March 12, 2019
GOP House Speaker Rekindles Flames as Bid to Set Record Straight
Mixes Vague Apologies and Denial of Colleague Target List Existence
GOP Speaker Dennis Bonnen has bad blood boiling again in the west wing of the statehouse after an attempt to recast the narrative of a career-killing scandal with his first public recounting of his shocking self-destruction last year.
Bonnen appeared to be engaging in some belated reputation repair during a radio interview that conservative talk show host Chad Hasty conducted this week on Lubbock station KFYO. Bonnen apologized repeatedly to no one in particular for a performance that he claimed to have screwed up badly when he'd huddled with a major political enemy in his Austin office in June.
The veteran coastal lawmaker didn't say why he'd decided to break months of silence almost 600 miles from home. It wasn't clear what Bonnen had hoped to accomplish with a rehashing of the chain of events that ruined his first year in the powerful leadership post before the halfway point. But it's probably no coincidence that Bonnen chose State Rep. Dustin Burrows' hometown for his first media comments since the two were implicated in a GOP colleague targeting plot that the speaker effectively characterized as a fantasy in the 28-minute conversation with Hasty. How this could help Burrows is a mystery.

Data:
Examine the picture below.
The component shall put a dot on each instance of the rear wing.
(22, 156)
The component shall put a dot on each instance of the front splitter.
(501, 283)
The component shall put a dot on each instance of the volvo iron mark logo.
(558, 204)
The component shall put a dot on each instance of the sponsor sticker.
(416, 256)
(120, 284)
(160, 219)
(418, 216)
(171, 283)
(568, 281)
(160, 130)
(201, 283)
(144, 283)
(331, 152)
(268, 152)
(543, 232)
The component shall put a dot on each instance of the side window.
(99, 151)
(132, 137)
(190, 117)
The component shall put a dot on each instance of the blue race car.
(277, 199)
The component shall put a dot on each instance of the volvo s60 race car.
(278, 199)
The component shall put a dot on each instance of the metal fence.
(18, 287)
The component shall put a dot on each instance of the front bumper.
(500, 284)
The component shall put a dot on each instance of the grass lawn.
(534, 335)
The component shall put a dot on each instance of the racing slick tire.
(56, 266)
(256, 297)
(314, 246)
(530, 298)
* * *
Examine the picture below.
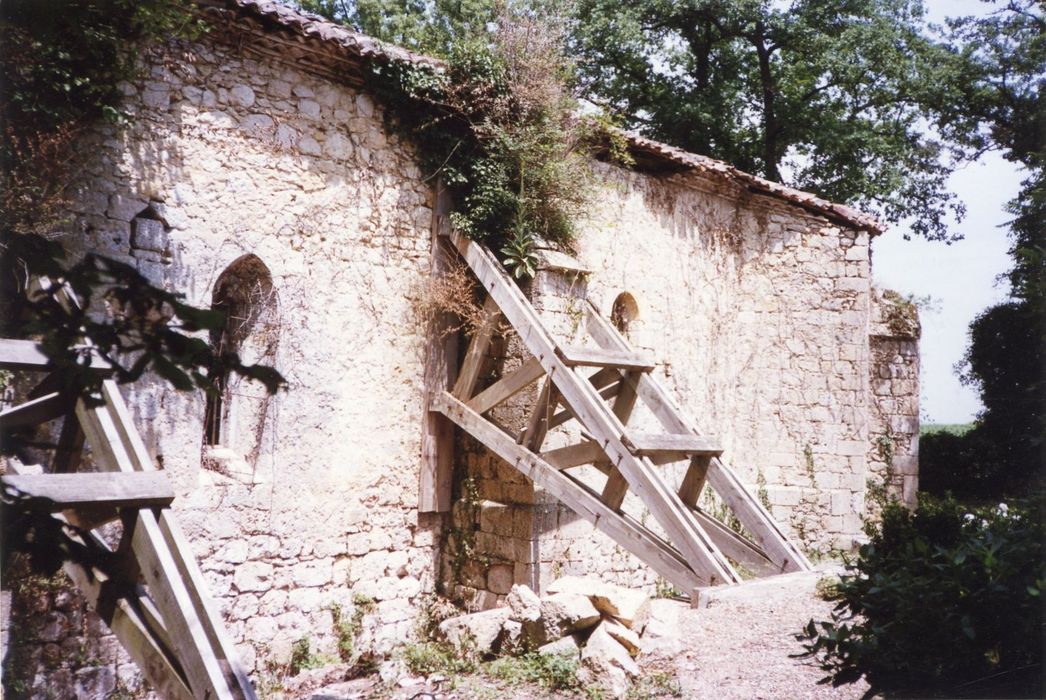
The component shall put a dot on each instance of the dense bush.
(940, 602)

Given task A: In the article on Speaker Dennis Bonnen, on which radio station was Bonnen's interview with Chad Hasty conducted?
Given task B: Carry on the article on Speaker Dennis Bonnen from the point where it stops.

Task result A: Lubbock station KFYO.

Task result B:
With Bonnen giving the gavel up without a re-election race in his home district, the curious resurfacing with the radio exchange sparked speculation on a potential comeback bid after a hiatus from elected office for the first time in more than two decades. Bonnen could have simply been following advice from Republicans who've remained loyal to him on the need for a public relations reclamation for the sake of majority protection in a chamber that the Democrats could take back with a net gain of nine seats in November. The timing of the radio appearance a week after the Texas primary election would make some sense if that's the case.
But Bonnen failed mightily if he'd been seeking absolution from the House Republicans who he'd alienated after insisting on the Hasty show that he'd done nothing wrong in connection with the maneuvering that led to his demise beyond bumbling behavior and insulting rhetoric at the fateful encounter with conservative crusader Michael Quinn Sullivan nine months ago.
Bonnen contended during the Hasty exchange that a reciting of an excerpt from a record vote at the meeting at the heart of the furor had been misconstrued as a Republican primary hit list. Bonnen suggested that he'd never planned to target 10 GOP colleagues who were singled out at the meeting with MQS as a result of their opposition during the 2019 regular session to a proposed ban on the hiring of lobbyists by Texas cities and counties.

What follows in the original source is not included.